** start TEXT SEGMENT **

PETA had a mothers' day poetry contest about chickens. They chose the ten best poems to publish at their site, so I thought I would post a few of the ones I like. The references to Mr. Novak in some of the poems are for the man who runs Yum Foods, the parent company of KFC.

Why chickens on mothers' day? One of the things the animal rights movement hates is that in order to create milk and meat, the people who profit from raising animals kill most of the male animals and have taken reproductive rights from the female animals they have enslaved. Little baby boy chicks are thrown into garbage bags and left to die, sometimes after being stomped on. Female chickens become horribly abused egg machines. Female cows are kept pregnant so that we can drink their milk, and their babies are ripped away at birth, the boys to be crated up for veal and the females to continue the cycle of agony and abuse. Cows that normally would live about twenty years are totally worn out by these successive pregnancies and often don't even survive past five, when their milk starts giving out. Then they are slaughtered for hamburger. These creatures love their young and grieve for them. Animal rights activists believe this is a horrible thing to be happening on the earth, to create foods that absolutely no human has any real need to eat.

** end TEXT SEGMENT **
** start DATASET EXCERPTS **

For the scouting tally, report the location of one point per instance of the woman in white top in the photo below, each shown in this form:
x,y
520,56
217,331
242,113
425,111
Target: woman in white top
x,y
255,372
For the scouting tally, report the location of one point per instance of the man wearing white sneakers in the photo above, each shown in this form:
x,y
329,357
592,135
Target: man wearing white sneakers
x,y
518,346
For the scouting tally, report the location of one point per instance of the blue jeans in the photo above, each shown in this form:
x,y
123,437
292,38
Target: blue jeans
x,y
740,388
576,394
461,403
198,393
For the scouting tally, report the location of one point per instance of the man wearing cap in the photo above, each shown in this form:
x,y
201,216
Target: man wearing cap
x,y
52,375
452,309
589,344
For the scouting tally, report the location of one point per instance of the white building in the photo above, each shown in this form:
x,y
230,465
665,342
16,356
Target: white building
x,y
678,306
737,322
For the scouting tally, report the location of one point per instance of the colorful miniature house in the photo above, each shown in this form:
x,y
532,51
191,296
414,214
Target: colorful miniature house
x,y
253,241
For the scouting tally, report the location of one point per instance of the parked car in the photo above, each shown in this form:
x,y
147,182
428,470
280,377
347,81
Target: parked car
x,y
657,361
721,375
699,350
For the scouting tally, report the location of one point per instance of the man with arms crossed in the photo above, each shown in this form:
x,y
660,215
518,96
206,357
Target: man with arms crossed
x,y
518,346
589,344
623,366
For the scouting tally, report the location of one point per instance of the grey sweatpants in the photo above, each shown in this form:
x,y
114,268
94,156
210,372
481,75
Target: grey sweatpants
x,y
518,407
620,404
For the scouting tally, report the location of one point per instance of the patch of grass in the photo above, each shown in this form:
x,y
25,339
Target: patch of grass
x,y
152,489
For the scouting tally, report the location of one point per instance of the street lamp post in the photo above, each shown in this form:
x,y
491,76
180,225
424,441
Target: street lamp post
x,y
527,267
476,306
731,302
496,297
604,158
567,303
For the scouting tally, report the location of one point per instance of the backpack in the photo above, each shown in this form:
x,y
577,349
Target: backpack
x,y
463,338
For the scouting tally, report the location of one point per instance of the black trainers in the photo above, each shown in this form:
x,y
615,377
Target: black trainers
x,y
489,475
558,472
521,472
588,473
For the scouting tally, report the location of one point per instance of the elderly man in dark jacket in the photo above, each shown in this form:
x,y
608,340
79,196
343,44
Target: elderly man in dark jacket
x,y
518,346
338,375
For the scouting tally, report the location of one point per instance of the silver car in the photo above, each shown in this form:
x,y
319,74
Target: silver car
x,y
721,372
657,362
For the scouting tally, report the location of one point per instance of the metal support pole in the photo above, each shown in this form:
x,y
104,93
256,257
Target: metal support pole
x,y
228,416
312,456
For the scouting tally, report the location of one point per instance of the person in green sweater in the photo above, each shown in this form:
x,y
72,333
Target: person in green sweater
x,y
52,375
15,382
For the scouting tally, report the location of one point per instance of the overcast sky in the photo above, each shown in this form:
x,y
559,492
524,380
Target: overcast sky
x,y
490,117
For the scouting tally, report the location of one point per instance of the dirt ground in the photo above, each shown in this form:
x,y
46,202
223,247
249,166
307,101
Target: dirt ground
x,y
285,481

** end DATASET EXCERPTS **

TO BE DONE:
**A.** Do these statements agree with the PETA contest post? (i) PETA published the ten poems it judged best on its site. (ii) Cows would normally live about ten years. (iii) Male and female calves born to dairy cows are both crated up for veal. Answer yes or no to each, and quote the words of the post that decide it.
**B.** According to the PETA contest post, past what age do dairy cows often fail to survive?
**C.** Quote the stretch of the PETA contest post from "PETA had a mothers'" through "company of KFC.", word for word.

ANSWERS BY TASK:
**A.**
(i) Yes: "They chose the ten best poems to publish at their site"
(ii) No: "Cows that normally would live about twenty years"
(iii) No: "the boys to be crated up for veal and the females to continue the cycle of agony and abuse"

**B.** They often don't survive past five, when their milk starts giving out.

**C.**
PETA had a mothers' day poetry contest about chickens. They chose the ten best poems to publish at their site, so I thought I would post a few of the ones I like. The references to Mr. Novak in some of the poems are for the man who runs Yum Foods, the parent company of KFC.